Source text

Question

A particle of mass $10g$ is kept on the surface of a uniform sphere of mass $100kg$ and radius $10cm$ Find the work to be done against the gravitational force between them. to take the particle far away from the sphere. $\left(take,G=6.67\times {10}^{-11}N{m}^{2}k{g}^{-2}\right)$

• A. $13.34\times {10}^{-10}J$
• B. $3.33\times {10}^{-10}J$
• C. $6.67\times {10}^{-9}J$
• D. $6.67\times {10}^{-10}J$

Answer 1

The correct option is D

$6.67\times {10}^{-10}J$

Step1: Given data.

Mass of the particle, $m=10g=0.01kg$

Mass of the uniform sphere, $M=100kg$

Radius of the uniform sphere, $r=10cm=0.1m$

Gravitation constant, $G=6.67\times {10}^{-11}N{m}^{2}k{g}^{-2}$

Step2: Finding the work to be done against the gravitational force.

Extracted material
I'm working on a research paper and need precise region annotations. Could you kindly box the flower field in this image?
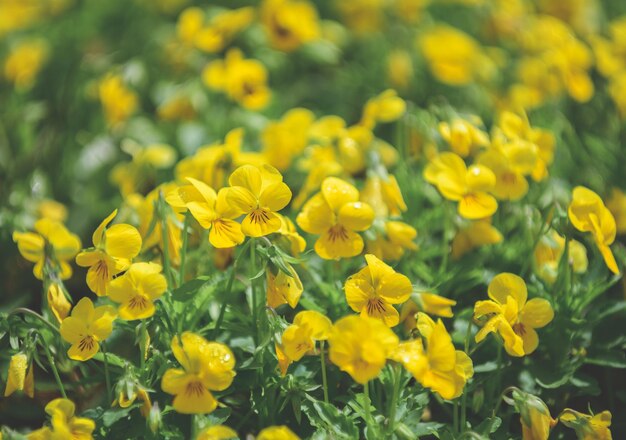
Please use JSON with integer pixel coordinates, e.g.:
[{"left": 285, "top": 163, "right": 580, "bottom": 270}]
[{"left": 0, "top": 0, "right": 626, "bottom": 440}]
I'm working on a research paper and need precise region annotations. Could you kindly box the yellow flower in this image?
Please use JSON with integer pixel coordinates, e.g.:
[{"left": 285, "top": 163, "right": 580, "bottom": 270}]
[
  {"left": 452, "top": 219, "right": 502, "bottom": 259},
  {"left": 46, "top": 283, "right": 72, "bottom": 324},
  {"left": 296, "top": 177, "right": 374, "bottom": 260},
  {"left": 567, "top": 186, "right": 619, "bottom": 274},
  {"left": 226, "top": 165, "right": 291, "bottom": 237},
  {"left": 76, "top": 209, "right": 141, "bottom": 296},
  {"left": 202, "top": 49, "right": 270, "bottom": 110},
  {"left": 196, "top": 425, "right": 239, "bottom": 440},
  {"left": 256, "top": 426, "right": 300, "bottom": 440},
  {"left": 261, "top": 0, "right": 320, "bottom": 52},
  {"left": 4, "top": 40, "right": 48, "bottom": 89},
  {"left": 109, "top": 263, "right": 167, "bottom": 321},
  {"left": 535, "top": 230, "right": 588, "bottom": 283},
  {"left": 424, "top": 153, "right": 498, "bottom": 220},
  {"left": 344, "top": 254, "right": 413, "bottom": 327},
  {"left": 559, "top": 408, "right": 613, "bottom": 440},
  {"left": 60, "top": 298, "right": 117, "bottom": 361},
  {"left": 161, "top": 332, "right": 235, "bottom": 414},
  {"left": 13, "top": 218, "right": 80, "bottom": 280},
  {"left": 4, "top": 353, "right": 35, "bottom": 399},
  {"left": 474, "top": 273, "right": 554, "bottom": 356},
  {"left": 28, "top": 399, "right": 96, "bottom": 440},
  {"left": 281, "top": 310, "right": 333, "bottom": 361},
  {"left": 329, "top": 315, "right": 398, "bottom": 384},
  {"left": 166, "top": 177, "right": 245, "bottom": 248},
  {"left": 98, "top": 73, "right": 139, "bottom": 125},
  {"left": 267, "top": 266, "right": 304, "bottom": 309}
]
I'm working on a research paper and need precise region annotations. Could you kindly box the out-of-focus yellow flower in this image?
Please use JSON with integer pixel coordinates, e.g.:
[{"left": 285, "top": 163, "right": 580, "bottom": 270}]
[
  {"left": 4, "top": 40, "right": 48, "bottom": 89},
  {"left": 418, "top": 25, "right": 495, "bottom": 86},
  {"left": 28, "top": 399, "right": 96, "bottom": 440},
  {"left": 267, "top": 266, "right": 304, "bottom": 309},
  {"left": 226, "top": 165, "right": 291, "bottom": 237},
  {"left": 60, "top": 297, "right": 117, "bottom": 361},
  {"left": 296, "top": 177, "right": 374, "bottom": 260},
  {"left": 260, "top": 0, "right": 320, "bottom": 52},
  {"left": 281, "top": 310, "right": 333, "bottom": 362},
  {"left": 109, "top": 263, "right": 167, "bottom": 321},
  {"left": 98, "top": 73, "right": 139, "bottom": 126},
  {"left": 567, "top": 186, "right": 619, "bottom": 274},
  {"left": 202, "top": 49, "right": 270, "bottom": 110},
  {"left": 535, "top": 230, "right": 588, "bottom": 283},
  {"left": 344, "top": 254, "right": 413, "bottom": 327},
  {"left": 559, "top": 408, "right": 613, "bottom": 440},
  {"left": 452, "top": 219, "right": 502, "bottom": 259},
  {"left": 424, "top": 153, "right": 498, "bottom": 220},
  {"left": 76, "top": 209, "right": 141, "bottom": 296},
  {"left": 46, "top": 283, "right": 72, "bottom": 324},
  {"left": 161, "top": 332, "right": 235, "bottom": 414},
  {"left": 474, "top": 273, "right": 554, "bottom": 356},
  {"left": 196, "top": 425, "right": 239, "bottom": 440},
  {"left": 4, "top": 353, "right": 35, "bottom": 399},
  {"left": 329, "top": 315, "right": 398, "bottom": 384},
  {"left": 13, "top": 218, "right": 80, "bottom": 280},
  {"left": 261, "top": 108, "right": 315, "bottom": 171},
  {"left": 256, "top": 425, "right": 300, "bottom": 440}
]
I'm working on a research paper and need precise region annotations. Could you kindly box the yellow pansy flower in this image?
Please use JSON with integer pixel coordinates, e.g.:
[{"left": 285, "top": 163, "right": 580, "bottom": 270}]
[
  {"left": 567, "top": 186, "right": 619, "bottom": 274},
  {"left": 161, "top": 332, "right": 235, "bottom": 414},
  {"left": 281, "top": 310, "right": 333, "bottom": 361},
  {"left": 267, "top": 265, "right": 304, "bottom": 309},
  {"left": 13, "top": 218, "right": 80, "bottom": 280},
  {"left": 196, "top": 425, "right": 239, "bottom": 440},
  {"left": 328, "top": 315, "right": 398, "bottom": 384},
  {"left": 474, "top": 273, "right": 554, "bottom": 356},
  {"left": 46, "top": 283, "right": 72, "bottom": 324},
  {"left": 28, "top": 398, "right": 96, "bottom": 440},
  {"left": 166, "top": 177, "right": 245, "bottom": 248},
  {"left": 296, "top": 177, "right": 374, "bottom": 260},
  {"left": 260, "top": 0, "right": 320, "bottom": 52},
  {"left": 60, "top": 298, "right": 117, "bottom": 361},
  {"left": 226, "top": 165, "right": 291, "bottom": 237},
  {"left": 424, "top": 153, "right": 498, "bottom": 220},
  {"left": 76, "top": 209, "right": 141, "bottom": 296},
  {"left": 4, "top": 353, "right": 35, "bottom": 399},
  {"left": 109, "top": 263, "right": 167, "bottom": 321},
  {"left": 344, "top": 254, "right": 413, "bottom": 327},
  {"left": 559, "top": 408, "right": 613, "bottom": 440},
  {"left": 256, "top": 425, "right": 300, "bottom": 440}
]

The exercise
Can you repeat the physics problem word for word, from "A particle of" up to and including "Step1: Given data."?

The completed task
A particle of mass $10g$ is kept on the surface of a uniform sphere of mass $100kg$ and radius $10cm$ Find the work to be done against the gravitational force between them. to take the particle far away from the sphere. $\left(take,G=6.67\times {10}^{-11}N{m}^{2}k{g}^{-2}\right)$

• A. $13.34\times {10}^{-10}J$
• B. $3.33\times {10}^{-10}J$
• C. $6.67\times {10}^{-9}J$
• D. $6.67\times {10}^{-10}J$

Answer 1

The correct option is D

$6.67\times {10}^{-10}J$

Step1: Given data.